**Instruction**
Reproduce only this part of the listing: the line with "Pick out the window", plus every line after it through the last.

**Extracted material**
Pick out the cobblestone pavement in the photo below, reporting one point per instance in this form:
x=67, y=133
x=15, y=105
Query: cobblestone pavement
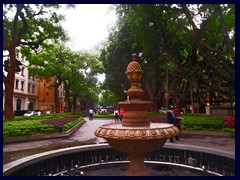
x=214, y=140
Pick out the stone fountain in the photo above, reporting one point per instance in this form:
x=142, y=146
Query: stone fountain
x=136, y=136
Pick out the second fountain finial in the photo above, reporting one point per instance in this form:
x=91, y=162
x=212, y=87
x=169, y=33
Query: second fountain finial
x=134, y=74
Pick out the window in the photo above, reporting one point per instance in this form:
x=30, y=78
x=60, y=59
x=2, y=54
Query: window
x=29, y=87
x=22, y=85
x=16, y=84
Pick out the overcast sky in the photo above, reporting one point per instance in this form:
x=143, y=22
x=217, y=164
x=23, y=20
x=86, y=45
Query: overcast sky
x=87, y=25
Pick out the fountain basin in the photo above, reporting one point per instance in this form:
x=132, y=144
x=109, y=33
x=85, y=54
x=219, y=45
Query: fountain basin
x=137, y=141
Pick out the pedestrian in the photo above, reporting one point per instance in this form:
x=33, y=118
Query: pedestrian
x=90, y=114
x=116, y=114
x=121, y=112
x=178, y=119
x=172, y=120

**Solution for this exercise**
Pick out the window in the photo above, reporting one point per instance in this form:
x=30, y=78
x=60, y=59
x=2, y=54
Query: window
x=29, y=87
x=22, y=85
x=16, y=84
Pick out the overcast sky in the photo above, reporting one point per instance in this form:
x=143, y=22
x=217, y=164
x=23, y=20
x=86, y=45
Query: overcast sky
x=87, y=25
Pick out the fountain basin in the photo above, reporting one point per instance in this form:
x=132, y=144
x=109, y=33
x=85, y=54
x=219, y=45
Query: fountain basin
x=137, y=141
Pick out the pedestrian in the photo above, reporting one point per instance in this form:
x=33, y=118
Query: pedestrian
x=90, y=114
x=116, y=114
x=121, y=112
x=178, y=119
x=172, y=120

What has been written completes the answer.